* _Given information_:
------------------------------------------------------------------------

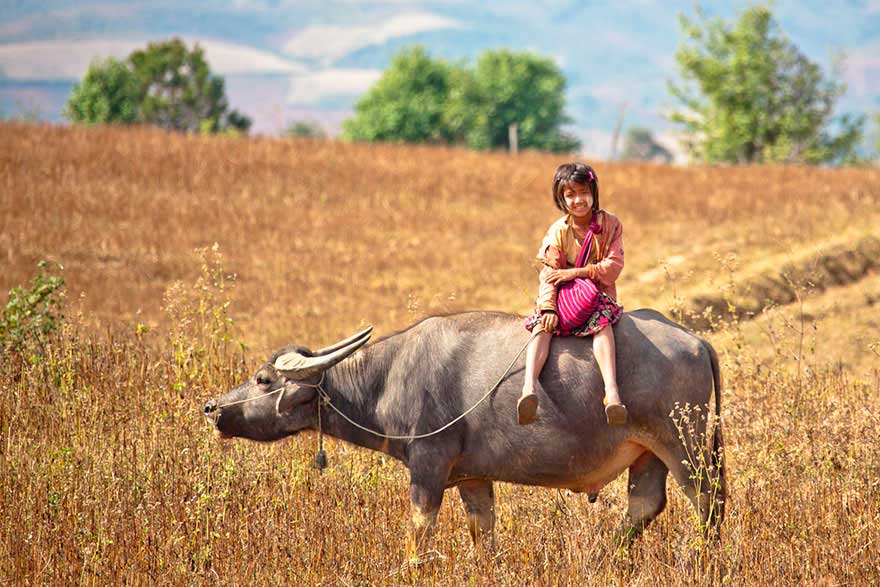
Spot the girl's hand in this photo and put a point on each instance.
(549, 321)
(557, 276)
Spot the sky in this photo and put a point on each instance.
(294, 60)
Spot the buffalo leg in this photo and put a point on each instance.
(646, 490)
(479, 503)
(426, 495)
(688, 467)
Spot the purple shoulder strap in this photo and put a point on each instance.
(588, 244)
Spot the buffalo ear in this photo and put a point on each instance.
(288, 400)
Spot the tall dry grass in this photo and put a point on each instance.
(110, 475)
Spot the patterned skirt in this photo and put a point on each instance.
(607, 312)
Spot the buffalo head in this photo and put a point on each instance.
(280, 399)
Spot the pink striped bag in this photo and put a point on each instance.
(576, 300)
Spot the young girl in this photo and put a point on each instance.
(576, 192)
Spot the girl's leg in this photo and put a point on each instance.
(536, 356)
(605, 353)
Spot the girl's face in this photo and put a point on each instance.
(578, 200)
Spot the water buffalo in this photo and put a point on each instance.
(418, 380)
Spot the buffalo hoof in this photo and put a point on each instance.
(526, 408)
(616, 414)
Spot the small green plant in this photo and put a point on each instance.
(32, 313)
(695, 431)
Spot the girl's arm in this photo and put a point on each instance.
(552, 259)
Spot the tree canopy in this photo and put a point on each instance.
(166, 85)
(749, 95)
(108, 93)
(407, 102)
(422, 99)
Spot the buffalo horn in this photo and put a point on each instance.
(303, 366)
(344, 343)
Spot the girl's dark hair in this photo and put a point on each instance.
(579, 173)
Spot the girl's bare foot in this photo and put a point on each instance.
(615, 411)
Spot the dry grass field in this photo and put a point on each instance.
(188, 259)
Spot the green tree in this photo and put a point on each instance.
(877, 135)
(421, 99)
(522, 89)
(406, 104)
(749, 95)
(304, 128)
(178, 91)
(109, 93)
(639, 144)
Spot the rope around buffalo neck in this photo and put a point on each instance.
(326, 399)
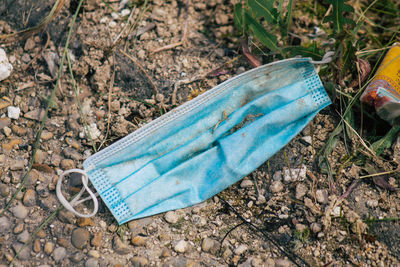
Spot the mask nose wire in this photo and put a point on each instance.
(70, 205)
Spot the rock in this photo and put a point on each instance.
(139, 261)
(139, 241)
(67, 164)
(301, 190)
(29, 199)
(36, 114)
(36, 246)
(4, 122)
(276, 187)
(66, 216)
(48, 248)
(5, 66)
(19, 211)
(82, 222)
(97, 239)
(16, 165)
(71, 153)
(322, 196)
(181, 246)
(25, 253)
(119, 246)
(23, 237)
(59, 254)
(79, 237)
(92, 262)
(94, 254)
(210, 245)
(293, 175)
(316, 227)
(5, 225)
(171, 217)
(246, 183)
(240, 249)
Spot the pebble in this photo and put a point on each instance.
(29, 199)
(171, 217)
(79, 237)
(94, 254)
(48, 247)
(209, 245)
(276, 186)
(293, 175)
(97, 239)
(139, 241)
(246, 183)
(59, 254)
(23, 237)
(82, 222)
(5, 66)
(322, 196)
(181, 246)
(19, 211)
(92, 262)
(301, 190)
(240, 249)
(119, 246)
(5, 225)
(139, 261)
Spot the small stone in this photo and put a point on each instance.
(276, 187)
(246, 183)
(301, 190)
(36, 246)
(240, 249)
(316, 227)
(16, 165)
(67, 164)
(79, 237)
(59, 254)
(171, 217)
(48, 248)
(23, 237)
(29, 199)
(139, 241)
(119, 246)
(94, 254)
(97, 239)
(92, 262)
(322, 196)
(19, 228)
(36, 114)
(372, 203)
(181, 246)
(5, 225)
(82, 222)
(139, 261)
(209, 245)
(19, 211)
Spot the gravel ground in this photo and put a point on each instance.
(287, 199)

------------------------------------------------------------------------

* _Stated task_: Reproduce, without any change, everything in the records above from the line containing "Spot the gravel" down to the end of the records.

* _Result for this task_:
Spot the gravel ground in this photo and put a point on each instance.
(287, 199)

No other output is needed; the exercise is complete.